* _ФРАГМЕНТ ТЕКСТА_:
- - -
В сознании художника нет и не может быть ничего случайного, не связанного теснейшим образом с тем, что он делает в искусстве. Почему же так важен оказался для Осмоловского этот разрушающий сознание клещ, к которому, надо сказать, все остальные участники экстремального путешествия были совершенно равнодушны? Чтобы понять это, мы возьмем книгу Джорджо Агамбена «Открытое. Человек и животное», где есть глава под названием «Клещ»2. Агамбен приводит и комментирует там описание клеща, данное крупнейшим зоологом начала ХХ века Якобом фон Юкскюлем (иногда пишут «Икскюль»). Агамбен называет этот фрагмент вершиной современного антигуманизма. Юкскюль рассказывает, как клещ вылупляется из яйца еще не полностью сформировавшимся, лишенным ног и половых органов. В этом состоянии он уже может подстерегать свою жертву на кончике стебля травы, нападая поначалу на хладнокровных типа ящериц. После нескольких линек клещ приобретает недостающие органы и начинает охоту на теплокровных. С помощью восьми лапок крохотное насекомое забирается на кончики веток кустов и падает оттуда на свою жертву, чтобы насосаться ее крови. Клещ не видит красок дня, не чувствует аромата цветов, не слышит жужжания пчел. Он абсолютно слеп и глух. Карабкаться вверх ему помогает светочувствительность клеток под покровами. Отсутствующее восприятие компенсируется у него тонкой чувствительностью к температуре и сверхспециализированным обонянием. Запах масляной кислоты, вытекающей из кожных желез всех млекопитающих, заставляет клеща кинуться с ветки вниз, и если он попал на что-то теплое, то ему остается только добраться до кожи. Вкуса крови он не чувствует, и эксперименты показывают, что клещ жадно втягивает в себя любую жидкость температурой 37 градусов. После кровавой тризны оплодотворенная самка клеща падает на землю, откладывает яйца и умирает. Из всего бесконечного многообразия природы клеща интересуют только три элемента: запах масляной кислоты, температура 37 градусов и типология кожи. Агамбен пишет: «Клещ вступает с этими тремя элементами в такие непосредственные, интенсивные и страстные отношения, каких, вероятно, невозможно наблюдать ни в одном отношении, связывающем человека с его, казалось бы, гораздо более богатым окружающим миром. Клещ и есть эти отношения, он живет только в них и для них3».

Если нам нужна метафора, описывающая центральную тему искусства Осмоловского, то трудно найти что-то лучшее. Впрочем, один образ здесь может конкурировать. Это Терминатор. Фильм Джеймса Кэмерона вышел в 1984 году, когда Осмоловскому было 15 лет, и вскоре добрался до СССР вместе с перестройкой и первыми видеомагнитофонами.
- - -
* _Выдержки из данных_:
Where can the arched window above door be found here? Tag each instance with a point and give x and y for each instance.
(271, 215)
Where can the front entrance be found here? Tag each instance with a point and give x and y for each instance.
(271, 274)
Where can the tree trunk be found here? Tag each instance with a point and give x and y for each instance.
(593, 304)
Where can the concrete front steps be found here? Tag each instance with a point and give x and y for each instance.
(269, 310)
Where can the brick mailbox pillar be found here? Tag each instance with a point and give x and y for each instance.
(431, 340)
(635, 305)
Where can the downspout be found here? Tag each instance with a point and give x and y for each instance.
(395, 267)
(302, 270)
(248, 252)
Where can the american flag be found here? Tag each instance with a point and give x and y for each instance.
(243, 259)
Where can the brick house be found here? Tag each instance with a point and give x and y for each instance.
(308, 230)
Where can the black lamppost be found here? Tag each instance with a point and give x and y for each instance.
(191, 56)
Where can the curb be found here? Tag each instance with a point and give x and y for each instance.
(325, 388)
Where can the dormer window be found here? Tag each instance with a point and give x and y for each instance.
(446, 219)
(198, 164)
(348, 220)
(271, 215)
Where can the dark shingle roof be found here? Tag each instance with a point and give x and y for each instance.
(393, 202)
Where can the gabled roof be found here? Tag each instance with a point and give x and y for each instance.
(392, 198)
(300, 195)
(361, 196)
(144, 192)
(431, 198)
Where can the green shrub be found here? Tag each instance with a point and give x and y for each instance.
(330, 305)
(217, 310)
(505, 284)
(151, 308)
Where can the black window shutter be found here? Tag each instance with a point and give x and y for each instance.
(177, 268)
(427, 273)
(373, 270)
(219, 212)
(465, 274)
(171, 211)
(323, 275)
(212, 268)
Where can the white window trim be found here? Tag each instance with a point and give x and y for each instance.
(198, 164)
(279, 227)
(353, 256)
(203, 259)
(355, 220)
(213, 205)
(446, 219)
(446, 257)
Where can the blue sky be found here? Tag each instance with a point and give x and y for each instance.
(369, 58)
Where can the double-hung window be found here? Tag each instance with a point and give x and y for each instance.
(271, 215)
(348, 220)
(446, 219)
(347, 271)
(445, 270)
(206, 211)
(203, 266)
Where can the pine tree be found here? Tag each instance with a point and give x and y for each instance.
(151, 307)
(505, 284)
- - -
* _ЗАДАНИЯ_:
(A) Какие три элемента из всего многообразия природы интересуют клеща, согласно фрагменту текста?
(B) Дословно перепишите из фрагмента текста отрывок от «Если нам нужна» до «и первыми видеомагнитофонами.».
Отвечайте, опираясь только на фрагмент текста.

* _ОТВЕТЫ_:
(A) Запах масляной кислоты, температура 37 градусов и типология кожи.

(B)
Если нам нужна метафора, описывающая центральную тему искусства Осмоловского, то трудно найти что-то лучшее. Впрочем, один образ здесь может конкурировать. Это Терминатор. Фильм Джеймса Кэмерона вышел в 1984 году, когда Осмоловскому было 15 лет, и вскоре добрался до СССР вместе с перестройкой и первыми видеомагнитофонами.